#### [READING TEXT]
# Do modern day Kickboxing clubs teach the Muay Thai Roundhouse kick exclusively?



## Acronym (Aug 1, 2020)

I've heard since the Rofus match that most modern Kickboxing clubs since that fight use the shin for their roundhouse kick, influenced by how effective it was used by the Thais. I'm not sure if the Karate roots are still there or if it's just a blend of everything. 

So those of you who transitioned to Kickboxing from Karate/Taekwondo, where you taught to throw the roundhouse kick with the Shin instead and no chamber, like the Thais? Or a mixture of both  a chamber and the shin, as in Kyokushin Karate?


----------



## Kung Fu Wang (Aug 1, 2020)

The power of the MT roundhouse kick is it's 45 degree downward power that most MA systems don't develop it. It requires full boy rotation (without chamber and without pulling back). IMO, it's completely different training from the Karate roundhouse kick.


----------



## Acronym (Aug 1, 2020)

Kung Fu Wang said:


> The power of the MT roundhouse kick is it's 45 degree downward power that most MA systems don't develop it. It requires full boy rotation (without chamber and without pulling back). IMO, it's completely different training from the Karate roundhouse kick.



That's not what I asked.


----------



## Buka (Aug 1, 2020)

Not sure what you are asking. Are you referring to Rick Roufus or his younger brother, Duke? 

And which fight?


----------



## Acronym (Aug 1, 2020)

Buka said:


> Not sure what you are asking. Are you referring to Rick Roufus or his younger brother, Duke?
> 
> And which fight?



I'm asking if modern KB clubs teach the muay Thai roundhouse instead of the Karate/TKD version, of if they do both


----------



## Acronym (Aug 1, 2020)

Buka said:


> Not sure what you are asking. Are you referring to Rick Roufus or his younger brother, Duke?
> 
> And which fight?



I was referring to this fight


----------



## drop bear (Aug 1, 2020)

No there are still karate based kickboxing clubs that do the chambered kicking.


----------



## Acronym (Aug 1, 2020)

#### [STORED ROWS]
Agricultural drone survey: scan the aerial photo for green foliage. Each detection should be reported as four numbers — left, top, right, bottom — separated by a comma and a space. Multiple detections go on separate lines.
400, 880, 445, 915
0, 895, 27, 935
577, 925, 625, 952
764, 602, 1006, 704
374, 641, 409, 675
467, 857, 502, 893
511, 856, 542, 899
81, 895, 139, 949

#### [STATED PROBLEM]
Retype the portion of the kickboxing thread between "I've heard since" and "in Kyokushin Karate?", inclusive.

#### [FINAL RESULT]
I've heard since the Rofus match that most modern Kickboxing clubs since that fight use the shin for their roundhouse kick, influenced by how effective it was used by the Thais. I'm not sure if the Karate roots are still there or if it's just a blend of everything. 

So those of you who transitioned to Kickboxing from Karate/Taekwondo, where you taught to throw the roundhouse kick with the Shin instead and no chamber, like the Thais? Or a mixture of both  a chamber and the shin, as in Kyokushin Karate?